- Entries shown -
>>>>>

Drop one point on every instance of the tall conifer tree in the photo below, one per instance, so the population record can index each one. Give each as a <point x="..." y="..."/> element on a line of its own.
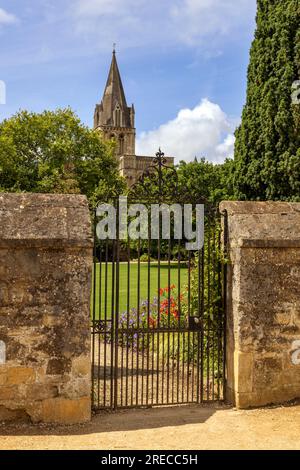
<point x="267" y="150"/>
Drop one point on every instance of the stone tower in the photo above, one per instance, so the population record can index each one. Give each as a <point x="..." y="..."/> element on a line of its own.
<point x="113" y="117"/>
<point x="117" y="121"/>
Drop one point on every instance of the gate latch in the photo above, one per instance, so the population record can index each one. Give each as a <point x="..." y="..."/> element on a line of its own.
<point x="195" y="324"/>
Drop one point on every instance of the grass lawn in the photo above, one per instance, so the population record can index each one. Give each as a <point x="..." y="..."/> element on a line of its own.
<point x="106" y="300"/>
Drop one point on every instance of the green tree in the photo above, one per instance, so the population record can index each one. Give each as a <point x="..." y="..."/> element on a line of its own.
<point x="53" y="152"/>
<point x="205" y="180"/>
<point x="267" y="150"/>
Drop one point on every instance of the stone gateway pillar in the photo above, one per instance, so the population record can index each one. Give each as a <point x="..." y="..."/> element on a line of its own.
<point x="263" y="303"/>
<point x="45" y="280"/>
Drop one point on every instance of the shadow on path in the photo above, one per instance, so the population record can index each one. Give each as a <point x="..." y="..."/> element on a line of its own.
<point x="127" y="420"/>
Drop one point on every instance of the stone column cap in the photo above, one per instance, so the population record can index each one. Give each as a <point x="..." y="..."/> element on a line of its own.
<point x="263" y="224"/>
<point x="55" y="220"/>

<<<<<

- Exercise aim -
Write out each line again precisely as it appears, skipping every picture.

- Exercise answer -
Drop one point on every instance of the tall conifer tree in the photo below, one per instance, so the population record can index each one. Give each as a <point x="..." y="..."/> element on a line of its own.
<point x="267" y="150"/>
Drop one point on every instance of the stone tower in the photo above, one per instance, so the population record can index each one. Give each as a <point x="..." y="..."/> element on a line of its own.
<point x="113" y="117"/>
<point x="117" y="121"/>
Drop one point on every instance of the gate latch in the photo above, one per instance, so the population record can index each one. Give each as a <point x="..." y="..."/> element on a line of its own.
<point x="195" y="324"/>
Drop one point on every instance of the grass lawn in the photo above, one per instance, so the population record can index each one. Give each as a <point x="..." y="..."/> element on a line of its own.
<point x="106" y="300"/>
Drop one point on every instance of the green tree in the photo above, one per instance, so the population record can index each one. Give each as a <point x="..." y="..."/> element on a line of its own.
<point x="53" y="152"/>
<point x="205" y="180"/>
<point x="267" y="150"/>
Drop one point on every instance of the stone gateway pillar in the photo above, one per instance, so the population record can index each one. Give each as a <point x="..." y="..."/> element on a line of its own.
<point x="263" y="303"/>
<point x="45" y="280"/>
Drop one point on every instance of the shadow on path in the photo above, one per instance, so the population record can index each one. Give each as a <point x="..." y="..."/> element on a line of its own.
<point x="127" y="420"/>
Drop one point on every instance of the stone column cap in the photo above, one per instance, so the population record can index each one. Give each as a <point x="..." y="..."/> element on a line of its own.
<point x="263" y="224"/>
<point x="55" y="220"/>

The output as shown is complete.